▶ _PROVIDED PASSAGE_
================
Hans was the driving force behind the raising of 4RAR Commando/2Commando Regiment. I'm not sure if anyone in Australian SOCOMD circles has been held in higher regard.


Rest Ye, Oh warrior,
you'll battle no more,
no Longer To Live The Horrors Of War
Your Duty Was Done
With Honour And Pride
Farewell Oh Brother
Until We March By Your Side.


----------



## tova (Apr 26, 2013)

RIP, Godspeed, PBS....


----------



## HALO99 (Apr 26, 2013)

Rest in Peace.


----------



## RackMaster (Apr 26, 2013)

RIP.


----------



## SkrewzLoose (Apr 26, 2013)

RIP Warrior.


----------



## Gypsy (Apr 26, 2013)

RIP.  Sounds like an incredible Soldier and man.


----------



## Copenhagen (Apr 26, 2013)

Rest In Peace, Mr. Fleer.


----------



## ProPatria (Apr 26, 2013)

Rest in Peace.


----------



## TheSiatonist (Apr 26, 2013)

Rest easy, Mr. Fleer.


----------



## Rapid (Apr 29, 2013)

RIP, Hans.


----------



## Crusader74 (Apr 29, 2013)

RIP Warrior.


----------



## Dame (Apr 29, 2013)

Rest in peace.


----------



## KiwiRecce63B (Apr 30, 2013)

RIP


----------



## pardus (Apr 30, 2013)
================
▶ _RECORDS FOR PROCESSING_
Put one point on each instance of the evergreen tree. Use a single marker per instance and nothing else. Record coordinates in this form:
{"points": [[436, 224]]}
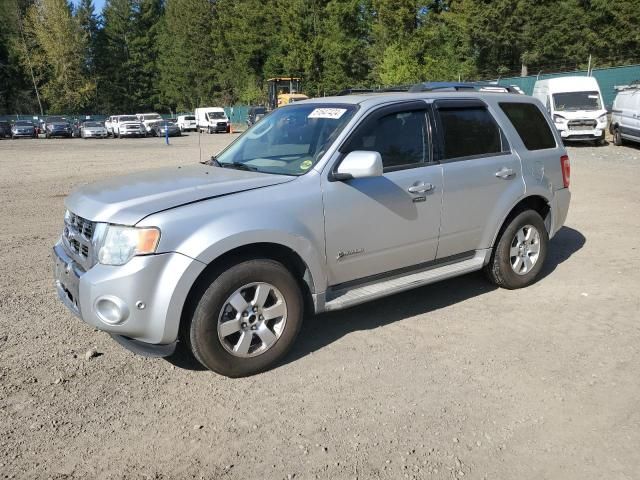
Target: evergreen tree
{"points": [[53, 40], [187, 69]]}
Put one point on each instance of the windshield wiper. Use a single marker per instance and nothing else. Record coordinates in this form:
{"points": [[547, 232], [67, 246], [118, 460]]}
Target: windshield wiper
{"points": [[238, 166], [212, 161]]}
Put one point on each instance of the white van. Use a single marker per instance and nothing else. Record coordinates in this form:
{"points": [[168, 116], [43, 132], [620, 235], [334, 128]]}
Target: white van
{"points": [[575, 104], [187, 123], [148, 118], [625, 115], [212, 120]]}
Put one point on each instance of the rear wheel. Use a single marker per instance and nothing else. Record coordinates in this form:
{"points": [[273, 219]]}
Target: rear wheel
{"points": [[247, 319], [520, 253]]}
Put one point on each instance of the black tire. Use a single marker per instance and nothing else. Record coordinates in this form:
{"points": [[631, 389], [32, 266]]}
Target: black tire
{"points": [[499, 270], [202, 331], [617, 137]]}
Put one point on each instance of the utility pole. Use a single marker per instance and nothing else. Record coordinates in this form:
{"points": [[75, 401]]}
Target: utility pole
{"points": [[26, 51]]}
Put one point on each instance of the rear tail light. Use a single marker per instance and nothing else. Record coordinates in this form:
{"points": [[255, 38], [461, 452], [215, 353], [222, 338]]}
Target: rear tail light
{"points": [[566, 170]]}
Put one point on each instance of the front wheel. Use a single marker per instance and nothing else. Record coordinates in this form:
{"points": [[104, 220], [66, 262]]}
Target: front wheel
{"points": [[247, 319], [518, 257], [617, 137]]}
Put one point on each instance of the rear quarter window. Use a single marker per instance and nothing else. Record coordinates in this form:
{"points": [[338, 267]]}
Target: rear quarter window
{"points": [[530, 124]]}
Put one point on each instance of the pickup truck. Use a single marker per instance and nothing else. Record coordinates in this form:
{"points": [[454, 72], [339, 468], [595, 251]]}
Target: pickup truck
{"points": [[322, 205]]}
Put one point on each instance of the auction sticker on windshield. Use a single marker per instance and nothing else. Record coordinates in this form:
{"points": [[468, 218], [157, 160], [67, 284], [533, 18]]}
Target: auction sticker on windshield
{"points": [[333, 113]]}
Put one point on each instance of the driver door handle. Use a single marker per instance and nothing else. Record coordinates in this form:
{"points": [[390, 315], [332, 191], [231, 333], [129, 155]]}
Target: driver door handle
{"points": [[420, 188], [505, 173]]}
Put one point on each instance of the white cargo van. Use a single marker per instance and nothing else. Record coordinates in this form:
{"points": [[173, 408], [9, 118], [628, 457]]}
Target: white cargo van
{"points": [[575, 104], [212, 120], [625, 115], [147, 119]]}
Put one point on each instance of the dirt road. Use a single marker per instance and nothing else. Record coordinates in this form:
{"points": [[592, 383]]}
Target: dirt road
{"points": [[454, 380]]}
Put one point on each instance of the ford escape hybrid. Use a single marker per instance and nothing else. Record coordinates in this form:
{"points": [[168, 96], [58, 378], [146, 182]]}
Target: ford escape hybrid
{"points": [[325, 203]]}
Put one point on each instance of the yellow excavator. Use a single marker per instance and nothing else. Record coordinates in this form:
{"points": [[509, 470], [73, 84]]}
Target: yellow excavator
{"points": [[283, 91]]}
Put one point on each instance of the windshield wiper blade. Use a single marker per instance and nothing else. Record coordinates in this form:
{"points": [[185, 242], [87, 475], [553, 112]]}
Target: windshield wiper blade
{"points": [[212, 161], [239, 166]]}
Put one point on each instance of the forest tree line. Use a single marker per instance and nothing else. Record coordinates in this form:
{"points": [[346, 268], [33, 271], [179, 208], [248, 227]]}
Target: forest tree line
{"points": [[161, 55]]}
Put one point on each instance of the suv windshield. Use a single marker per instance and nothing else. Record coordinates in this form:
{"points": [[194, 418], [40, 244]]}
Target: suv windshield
{"points": [[290, 140], [577, 101]]}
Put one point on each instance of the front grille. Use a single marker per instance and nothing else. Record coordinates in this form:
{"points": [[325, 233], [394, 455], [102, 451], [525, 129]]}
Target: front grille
{"points": [[582, 124], [77, 237]]}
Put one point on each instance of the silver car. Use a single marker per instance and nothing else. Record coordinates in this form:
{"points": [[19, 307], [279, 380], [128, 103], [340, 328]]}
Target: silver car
{"points": [[322, 205]]}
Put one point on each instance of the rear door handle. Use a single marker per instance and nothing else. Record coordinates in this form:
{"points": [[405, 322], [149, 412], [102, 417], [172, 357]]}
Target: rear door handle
{"points": [[505, 173], [420, 188]]}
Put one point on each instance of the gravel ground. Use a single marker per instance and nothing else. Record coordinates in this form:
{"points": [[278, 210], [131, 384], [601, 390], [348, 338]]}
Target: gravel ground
{"points": [[452, 380]]}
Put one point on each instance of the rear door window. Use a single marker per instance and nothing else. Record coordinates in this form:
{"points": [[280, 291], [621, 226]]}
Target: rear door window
================
▶ _EXERCISES_
**A.** Transcribe the part of the memorial thread that starts at the words "Rest Ye, Oh" and ends after the words "tova (Apr 26, 2013)".
**B.** Rewrite the rows from the line that has "Put one point on each instance of the rear door handle." through the end of the rows, requests included, and leave out all other lines. In the answers, multiply each point coordinate by 0.4 and round it to a whole number, with halves rounding up. Keep the requests and their format samples unchanged.

▶ _COMPLETED EXERCISE_
**A.**
Rest Ye, Oh warrior,
you'll battle no more,
no Longer To Live The Horrors Of War
Your Duty Was Done
With Honour And Pride
Farewell Oh Brother
Until We March By Your Side.


----------



## tova (Apr 26, 2013)

**B.**
Put one point on each instance of the rear door handle. Use a single marker per instance and nothing else. Record coordinates in this form:
{"points": [[405, 322], [149, 412], [102, 417], [172, 357]]}
Target: rear door handle
{"points": [[202, 69], [168, 75]]}
Put one point on each instance of the gravel ground. Use a single marker per instance and nothing else. Record coordinates in this form:
{"points": [[278, 210], [131, 384], [601, 390], [348, 338]]}
Target: gravel ground
{"points": [[181, 152]]}
Put one point on each instance of the rear door window. Use a single marker per instance and nothing else. Record coordinates in this form:
{"points": [[280, 291], [621, 226]]}
Target: rear door window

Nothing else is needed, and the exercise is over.